> **TASKS TO PERFORM**
1. Could you reproduce the passage of the forum thread on the reptile trade proposal starting with "So again, is" and going on through "Pythoninfinite (May 14, 2014)"?
2. Can you go on with the forum thread on the reptile trade proposal from the point where it stops?

Was it looked at as a class action lawsuit Waterrat?
Not that I know how much any legal challenge like that would cost, but presumably a class action lawsuit would reduce initial fees?? Just a thought.


----------



## Sean_L (May 14, 2014)

Theres one thing that has me truly interested to know.

So far, throughout this dicussion, a number of individuals have put forward their opinions and ideas as to how push this plan into action. Those that have experience with previous, similar endeavors have explained how some of the ideas would fail and how others could only work under special circumstances. Thats fair enough. Its great that we have ideas men (and women) and also realists who have real experience in this area. 
Despite a little bickering, and a little negatively and a whole lot of positive, albeit sometimes wishful thinking; one thing is quite clear. We all seem to want this to happen, whether because we truly believe its the right direction, or even just because it sounds like it might be better in the long run and we guess it couldnt hurt.

The thing Im interested to know is this..........Is there anybody out there that doesnt agree with this proposal? Or are we in total agreement that it is a good idea. If we are, Id like to point that out to everyone, that despite the varying reasons for desiring this change, it is infact something we all want. Surely that somehow makes it easier to put in place.

So again, is there anyone out there that has valid reasons for disagreeing with this proposal?
Id like to think they wont be totally ripped apart if they put forward a genuine opinion. But no guarantees, right.


----------



## Pythoninfinite (May 14, 2014)

champagne said:


> ok maybe huge was the wrong world but allowing imports and export into tas and imports into wa will defiantly increase the market both ways. Opening up a export world wide of captive bred reptiles would be more appropriate to the huge market I stated. I never stated this could be done electronically but getting the message out there and therefor the needed support can be done electronically tho. I think we all understand that this is going to be tough but it needs to be done so where do we go from here what do the people who have the ability to make this happen need?

(Bounding box labeling entries)
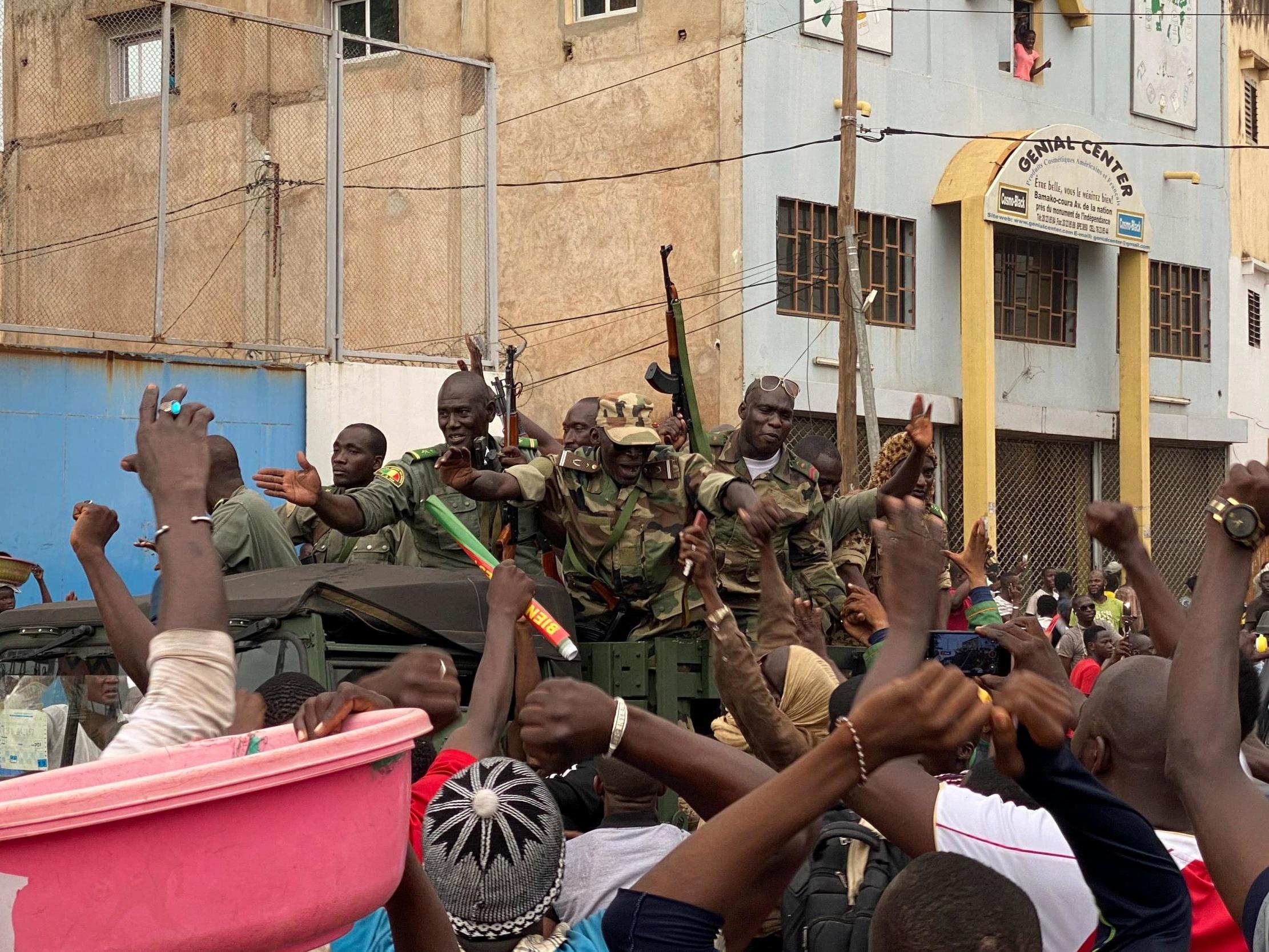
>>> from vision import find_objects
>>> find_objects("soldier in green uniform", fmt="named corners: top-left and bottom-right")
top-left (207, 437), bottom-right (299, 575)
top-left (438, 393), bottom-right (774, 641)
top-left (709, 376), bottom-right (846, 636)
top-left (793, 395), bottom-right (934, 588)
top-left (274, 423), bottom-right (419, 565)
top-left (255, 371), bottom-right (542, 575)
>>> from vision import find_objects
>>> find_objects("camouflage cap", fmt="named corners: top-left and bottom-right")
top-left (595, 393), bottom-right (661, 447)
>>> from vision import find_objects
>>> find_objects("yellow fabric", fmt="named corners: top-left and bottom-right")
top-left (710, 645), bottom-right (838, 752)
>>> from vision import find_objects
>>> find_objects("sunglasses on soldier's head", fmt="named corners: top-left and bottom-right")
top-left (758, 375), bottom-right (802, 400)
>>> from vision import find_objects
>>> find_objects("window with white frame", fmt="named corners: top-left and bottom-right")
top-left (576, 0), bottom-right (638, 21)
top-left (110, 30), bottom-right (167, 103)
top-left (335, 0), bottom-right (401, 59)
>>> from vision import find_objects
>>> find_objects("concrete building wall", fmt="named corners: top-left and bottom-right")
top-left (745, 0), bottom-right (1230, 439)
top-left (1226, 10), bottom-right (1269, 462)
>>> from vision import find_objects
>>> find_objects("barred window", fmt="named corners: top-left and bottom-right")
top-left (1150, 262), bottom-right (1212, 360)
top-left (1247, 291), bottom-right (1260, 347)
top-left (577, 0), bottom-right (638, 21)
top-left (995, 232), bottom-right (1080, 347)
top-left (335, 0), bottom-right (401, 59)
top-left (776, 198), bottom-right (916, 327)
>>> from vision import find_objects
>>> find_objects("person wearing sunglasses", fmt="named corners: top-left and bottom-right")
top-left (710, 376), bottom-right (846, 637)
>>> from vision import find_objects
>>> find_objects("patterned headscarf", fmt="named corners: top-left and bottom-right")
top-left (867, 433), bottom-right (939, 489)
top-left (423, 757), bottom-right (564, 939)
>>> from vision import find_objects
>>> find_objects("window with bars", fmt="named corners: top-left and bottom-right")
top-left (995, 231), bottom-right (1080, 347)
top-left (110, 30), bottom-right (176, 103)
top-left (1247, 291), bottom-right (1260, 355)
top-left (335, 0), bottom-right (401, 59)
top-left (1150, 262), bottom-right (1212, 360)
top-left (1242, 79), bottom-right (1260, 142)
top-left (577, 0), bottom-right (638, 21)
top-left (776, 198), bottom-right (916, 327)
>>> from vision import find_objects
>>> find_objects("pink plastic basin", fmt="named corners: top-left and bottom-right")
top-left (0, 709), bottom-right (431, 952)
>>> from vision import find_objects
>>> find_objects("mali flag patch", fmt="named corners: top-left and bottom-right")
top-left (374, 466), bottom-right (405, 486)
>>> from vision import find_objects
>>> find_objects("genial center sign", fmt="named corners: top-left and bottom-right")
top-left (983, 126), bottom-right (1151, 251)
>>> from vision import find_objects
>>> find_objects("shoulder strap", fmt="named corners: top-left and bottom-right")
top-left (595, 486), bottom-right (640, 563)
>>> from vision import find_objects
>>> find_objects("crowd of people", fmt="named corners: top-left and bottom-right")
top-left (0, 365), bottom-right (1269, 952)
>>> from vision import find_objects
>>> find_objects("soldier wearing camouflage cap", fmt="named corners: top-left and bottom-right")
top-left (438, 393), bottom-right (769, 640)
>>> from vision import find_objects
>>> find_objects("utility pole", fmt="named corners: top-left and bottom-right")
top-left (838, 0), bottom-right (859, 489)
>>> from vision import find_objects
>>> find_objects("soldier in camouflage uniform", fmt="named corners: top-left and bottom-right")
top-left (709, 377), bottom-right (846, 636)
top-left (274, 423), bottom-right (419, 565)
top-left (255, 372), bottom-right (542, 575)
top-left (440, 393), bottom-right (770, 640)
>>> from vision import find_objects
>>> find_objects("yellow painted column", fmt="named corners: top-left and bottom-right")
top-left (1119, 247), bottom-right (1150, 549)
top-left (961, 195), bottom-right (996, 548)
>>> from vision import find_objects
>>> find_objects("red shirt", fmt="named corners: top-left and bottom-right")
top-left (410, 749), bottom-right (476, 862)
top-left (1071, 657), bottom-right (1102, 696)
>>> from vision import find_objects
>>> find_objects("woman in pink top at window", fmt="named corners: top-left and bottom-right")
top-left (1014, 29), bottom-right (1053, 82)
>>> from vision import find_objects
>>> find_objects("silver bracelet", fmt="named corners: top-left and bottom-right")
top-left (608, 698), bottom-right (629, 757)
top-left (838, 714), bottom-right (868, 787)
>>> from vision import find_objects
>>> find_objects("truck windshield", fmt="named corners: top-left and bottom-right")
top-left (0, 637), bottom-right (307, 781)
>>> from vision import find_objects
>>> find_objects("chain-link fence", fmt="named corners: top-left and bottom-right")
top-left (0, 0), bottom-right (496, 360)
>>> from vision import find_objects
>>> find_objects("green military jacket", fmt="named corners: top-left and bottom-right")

> **REPLIES**
1.
So again, is there anyone out there that has valid reasons for disagreeing with this proposal?
Id like to think they wont be totally ripped apart if they put forward a genuine opinion. But no guarantees, right.


----------



## Pythoninfinite (May 14, 2014)

2.
Primary needs are patience, time, money and focused support which need to be given to articulate, good communicators, and who need to be trusted to do the groundwork without aggressive, argumentative interjection from those with self-interest motives. Reliable cash-flow is critical because this would likely be a full-time job for at least one person, and as someone (bt1 I think) mentioned, as needs vary, the group energy ebbs & flows - if there are few urgent issues, interest drops away and support diminishes... it's human nature.

Any court challenges, especially in constitutional matters, could end up costing in the hundreds of thousands of dollars, with no guarantee of success, even advice from a Constitutional lawyer could cost several thousand dollars. These are big undertakings that would need the committment of a very large number of keepers who would need to be prepared to "give it a go" with no guarantee of success.

Jamie


----------



## champagne (May 14, 2014)

Sean_L said:


> Theres one thing that has me truly interested to know.
> 
> So far, throughout this dicussion, a number of individuals have put forward their opinions and ideas as to how push this plan into action. Those that have experience with previous, similar endeavors have explained how some of the ideas would fail and how others could only work under special circumstances. Thats fair enough. Its great that we have ideas men (and women) and also realists who have real experience in this area.
> Despite a little bickering, and a little negatively and a whole lot of positive, albeit sometimes wishful thinking; one thing is quite clear. We all seem to want this to happen, whether because we truly believe its the right direction, or even just because it sounds like it might be better in the long run and we guess it couldnt hurt.
> ...



they only objection I would have is if the licensing system did stay even tho captive bred pet reptiles aren't wildlife, I wouldn't want a nation license but individual state licensing that are inline with each other. The reason for this would be to stop a new rule being rolled out across the board, at least if each state was individually run we would have a chance to stop it from spreading Australian wide and also be able to use the pressure from other states to push back.


----------



## RoryBreaker (May 14, 2014)

We can't put the cart before the horse. Big picture issues at first. We need to sandbag our current laws first (from incremental increases on restrictions).

Where to from here?

Until some form of society,association or whatever entity is formed, it will have to rely purely on donations. Some form of membership system can be implemented once becoming incorporated to keep everything above board.

Someone will have to put their hand up to be the initial figurehead. Someone will have to set up and run a webpage where donations can be collected and for the easy distribution of information. More of a bulletin board for people to see. People will have to be prepared to invest their own time attending meetings, gatherings and volunteers will be required to spread the message at the expos. Running a table etc. fB can be a tool used effectively to channel interest back to the webpage or relevant discussion on a forum. Just running a group via fb is destined to fail, as it can't be readily found from a search engine.

All reptile related forums will need to be approached and recruited to get on board to assist in the effort. It will benefit them in the end with increase traffic.

These are just some of my random thoughts on attempting to get this thing up.

Cheers,
Dave.


----------



## Waterrat (May 14, 2014)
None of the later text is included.